* [EXERCISE DIRECTIONS] Copy every line from the one containing "For each instance of the refrigerator door" through the last line of the records below, both included, and nothing else.

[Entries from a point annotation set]
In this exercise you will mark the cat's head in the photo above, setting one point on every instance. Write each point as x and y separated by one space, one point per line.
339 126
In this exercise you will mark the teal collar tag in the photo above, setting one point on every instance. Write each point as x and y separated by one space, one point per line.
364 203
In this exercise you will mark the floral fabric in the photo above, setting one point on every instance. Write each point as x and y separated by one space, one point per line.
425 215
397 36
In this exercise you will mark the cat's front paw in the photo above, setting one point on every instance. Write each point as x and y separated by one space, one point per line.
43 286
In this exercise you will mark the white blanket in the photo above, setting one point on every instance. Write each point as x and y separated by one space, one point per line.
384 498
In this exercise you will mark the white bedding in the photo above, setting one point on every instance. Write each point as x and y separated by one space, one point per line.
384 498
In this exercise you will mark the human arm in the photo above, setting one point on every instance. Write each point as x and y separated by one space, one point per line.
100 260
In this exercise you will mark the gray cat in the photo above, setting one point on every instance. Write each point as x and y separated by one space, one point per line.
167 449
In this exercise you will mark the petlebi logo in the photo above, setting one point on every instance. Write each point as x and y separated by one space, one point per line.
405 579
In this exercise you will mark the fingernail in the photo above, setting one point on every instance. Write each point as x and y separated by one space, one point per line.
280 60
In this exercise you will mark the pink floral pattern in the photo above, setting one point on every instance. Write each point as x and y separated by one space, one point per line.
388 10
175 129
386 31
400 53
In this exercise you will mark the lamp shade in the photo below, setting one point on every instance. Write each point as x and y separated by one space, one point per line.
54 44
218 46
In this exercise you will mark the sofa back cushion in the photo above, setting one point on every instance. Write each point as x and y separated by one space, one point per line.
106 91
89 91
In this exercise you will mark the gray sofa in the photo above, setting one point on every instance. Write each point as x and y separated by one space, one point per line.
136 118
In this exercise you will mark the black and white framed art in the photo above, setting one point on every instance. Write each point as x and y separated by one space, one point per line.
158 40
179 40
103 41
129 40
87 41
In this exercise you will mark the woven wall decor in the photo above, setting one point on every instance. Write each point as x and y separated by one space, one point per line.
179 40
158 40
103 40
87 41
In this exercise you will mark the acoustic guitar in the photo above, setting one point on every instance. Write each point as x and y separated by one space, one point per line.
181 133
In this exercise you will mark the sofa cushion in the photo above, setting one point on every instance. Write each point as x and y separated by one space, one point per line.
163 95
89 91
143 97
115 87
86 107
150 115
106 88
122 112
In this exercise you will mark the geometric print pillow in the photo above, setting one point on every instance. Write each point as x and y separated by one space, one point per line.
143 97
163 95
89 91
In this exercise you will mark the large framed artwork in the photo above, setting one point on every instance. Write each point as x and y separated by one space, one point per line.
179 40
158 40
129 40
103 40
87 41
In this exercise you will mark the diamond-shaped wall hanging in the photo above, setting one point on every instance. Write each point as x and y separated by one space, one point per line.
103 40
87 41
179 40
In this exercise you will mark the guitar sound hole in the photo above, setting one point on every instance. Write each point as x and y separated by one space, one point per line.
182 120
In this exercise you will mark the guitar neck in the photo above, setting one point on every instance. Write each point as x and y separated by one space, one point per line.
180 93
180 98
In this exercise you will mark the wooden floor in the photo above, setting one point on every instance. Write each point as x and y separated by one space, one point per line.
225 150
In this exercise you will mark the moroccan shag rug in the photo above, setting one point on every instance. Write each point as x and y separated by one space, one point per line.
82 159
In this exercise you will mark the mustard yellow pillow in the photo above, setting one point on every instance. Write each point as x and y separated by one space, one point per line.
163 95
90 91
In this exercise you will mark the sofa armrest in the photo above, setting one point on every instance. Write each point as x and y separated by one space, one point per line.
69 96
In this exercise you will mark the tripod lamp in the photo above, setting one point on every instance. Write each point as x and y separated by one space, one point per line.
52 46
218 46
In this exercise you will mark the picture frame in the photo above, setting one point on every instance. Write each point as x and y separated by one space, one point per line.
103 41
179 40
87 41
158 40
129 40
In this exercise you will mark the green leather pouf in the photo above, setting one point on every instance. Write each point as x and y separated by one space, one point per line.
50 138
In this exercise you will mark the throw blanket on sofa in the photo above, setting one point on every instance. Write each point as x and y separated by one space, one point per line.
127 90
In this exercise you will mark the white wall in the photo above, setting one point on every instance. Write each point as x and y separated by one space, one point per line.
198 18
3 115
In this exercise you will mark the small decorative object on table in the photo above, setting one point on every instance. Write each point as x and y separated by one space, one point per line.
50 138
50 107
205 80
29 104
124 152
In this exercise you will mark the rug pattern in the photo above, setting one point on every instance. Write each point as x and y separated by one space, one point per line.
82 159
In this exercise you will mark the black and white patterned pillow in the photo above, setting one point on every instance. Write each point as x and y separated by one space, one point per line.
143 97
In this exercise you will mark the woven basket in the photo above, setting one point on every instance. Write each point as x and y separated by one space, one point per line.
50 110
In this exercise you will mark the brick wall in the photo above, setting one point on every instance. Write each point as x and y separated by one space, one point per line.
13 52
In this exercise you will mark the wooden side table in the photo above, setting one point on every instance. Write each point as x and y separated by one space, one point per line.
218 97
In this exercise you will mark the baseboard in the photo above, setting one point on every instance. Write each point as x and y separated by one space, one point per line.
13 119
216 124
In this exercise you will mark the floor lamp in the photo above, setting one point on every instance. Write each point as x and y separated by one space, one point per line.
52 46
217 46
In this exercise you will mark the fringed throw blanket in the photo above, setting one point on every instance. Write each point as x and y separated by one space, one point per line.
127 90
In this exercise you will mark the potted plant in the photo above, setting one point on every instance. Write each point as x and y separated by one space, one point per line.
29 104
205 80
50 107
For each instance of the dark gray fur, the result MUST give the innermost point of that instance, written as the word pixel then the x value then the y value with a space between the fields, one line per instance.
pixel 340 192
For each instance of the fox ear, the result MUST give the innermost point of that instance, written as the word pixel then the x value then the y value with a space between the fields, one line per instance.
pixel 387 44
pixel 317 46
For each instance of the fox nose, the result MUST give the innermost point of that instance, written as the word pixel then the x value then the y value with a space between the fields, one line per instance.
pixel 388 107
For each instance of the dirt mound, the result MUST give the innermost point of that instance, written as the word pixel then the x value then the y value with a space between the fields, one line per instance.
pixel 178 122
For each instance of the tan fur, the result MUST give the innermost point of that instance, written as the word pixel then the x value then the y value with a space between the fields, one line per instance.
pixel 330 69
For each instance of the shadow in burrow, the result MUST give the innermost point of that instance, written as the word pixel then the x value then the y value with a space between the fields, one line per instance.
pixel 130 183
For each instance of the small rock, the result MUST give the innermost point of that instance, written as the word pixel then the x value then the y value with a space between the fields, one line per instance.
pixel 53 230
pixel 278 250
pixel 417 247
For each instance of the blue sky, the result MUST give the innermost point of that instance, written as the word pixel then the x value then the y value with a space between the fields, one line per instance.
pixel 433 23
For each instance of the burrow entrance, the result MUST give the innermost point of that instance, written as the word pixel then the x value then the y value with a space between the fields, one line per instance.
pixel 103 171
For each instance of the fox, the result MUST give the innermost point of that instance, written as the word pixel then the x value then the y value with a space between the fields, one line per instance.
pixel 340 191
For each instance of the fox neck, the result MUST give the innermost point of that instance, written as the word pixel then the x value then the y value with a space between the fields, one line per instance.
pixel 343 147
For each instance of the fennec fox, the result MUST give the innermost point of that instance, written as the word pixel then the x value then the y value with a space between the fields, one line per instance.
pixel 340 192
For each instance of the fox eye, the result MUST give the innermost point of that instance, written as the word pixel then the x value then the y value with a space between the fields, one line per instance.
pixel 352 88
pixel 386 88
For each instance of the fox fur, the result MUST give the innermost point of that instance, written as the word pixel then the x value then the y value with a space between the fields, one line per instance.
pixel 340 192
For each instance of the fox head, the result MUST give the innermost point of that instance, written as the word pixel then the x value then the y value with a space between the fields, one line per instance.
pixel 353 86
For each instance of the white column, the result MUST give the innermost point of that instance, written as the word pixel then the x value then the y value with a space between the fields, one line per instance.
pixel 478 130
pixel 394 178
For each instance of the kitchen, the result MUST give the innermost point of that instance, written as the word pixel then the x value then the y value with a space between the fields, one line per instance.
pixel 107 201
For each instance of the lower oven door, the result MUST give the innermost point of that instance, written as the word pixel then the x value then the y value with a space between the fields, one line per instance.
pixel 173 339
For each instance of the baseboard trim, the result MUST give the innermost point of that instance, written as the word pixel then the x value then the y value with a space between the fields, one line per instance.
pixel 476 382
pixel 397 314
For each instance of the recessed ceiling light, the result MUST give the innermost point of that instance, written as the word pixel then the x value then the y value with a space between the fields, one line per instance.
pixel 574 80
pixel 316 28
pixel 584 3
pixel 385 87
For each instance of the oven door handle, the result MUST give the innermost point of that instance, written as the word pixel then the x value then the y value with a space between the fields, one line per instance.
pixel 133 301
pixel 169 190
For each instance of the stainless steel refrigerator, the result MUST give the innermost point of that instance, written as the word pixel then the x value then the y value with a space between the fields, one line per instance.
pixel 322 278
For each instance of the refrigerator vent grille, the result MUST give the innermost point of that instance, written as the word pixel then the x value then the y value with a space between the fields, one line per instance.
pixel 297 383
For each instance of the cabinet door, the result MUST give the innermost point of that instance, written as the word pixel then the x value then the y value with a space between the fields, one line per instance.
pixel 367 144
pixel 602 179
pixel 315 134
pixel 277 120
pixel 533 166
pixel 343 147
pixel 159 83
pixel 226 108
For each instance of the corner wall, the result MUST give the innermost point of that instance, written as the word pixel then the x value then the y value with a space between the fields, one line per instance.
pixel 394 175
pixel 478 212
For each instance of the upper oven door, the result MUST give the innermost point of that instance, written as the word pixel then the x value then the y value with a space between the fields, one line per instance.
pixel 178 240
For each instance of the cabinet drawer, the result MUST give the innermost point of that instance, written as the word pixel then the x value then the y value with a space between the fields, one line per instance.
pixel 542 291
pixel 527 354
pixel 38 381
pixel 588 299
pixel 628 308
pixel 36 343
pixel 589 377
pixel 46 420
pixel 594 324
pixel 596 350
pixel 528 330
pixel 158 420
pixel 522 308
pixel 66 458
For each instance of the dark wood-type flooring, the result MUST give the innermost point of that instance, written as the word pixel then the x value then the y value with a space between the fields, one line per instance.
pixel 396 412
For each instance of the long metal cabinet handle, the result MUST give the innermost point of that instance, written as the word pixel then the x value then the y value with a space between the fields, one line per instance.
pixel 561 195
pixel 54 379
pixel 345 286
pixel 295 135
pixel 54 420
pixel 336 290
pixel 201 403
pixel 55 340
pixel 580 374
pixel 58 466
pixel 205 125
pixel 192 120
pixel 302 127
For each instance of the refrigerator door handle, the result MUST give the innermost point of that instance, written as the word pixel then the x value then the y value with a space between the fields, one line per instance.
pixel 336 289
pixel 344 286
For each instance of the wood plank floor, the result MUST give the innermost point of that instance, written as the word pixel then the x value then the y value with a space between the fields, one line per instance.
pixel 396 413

* [FULL ANSWER]
For each instance of the refrigerator door handle, the result MUST give the innermost point of that instance, written as the word pixel then the x value then the y value with a space between the fields, one line per instance.
pixel 336 289
pixel 344 286
For each instance of the wood plank floor, the result MUST give the innermost point of that instance, written as the word pixel then the x value then the y value with a space between the fields, one line per instance.
pixel 396 413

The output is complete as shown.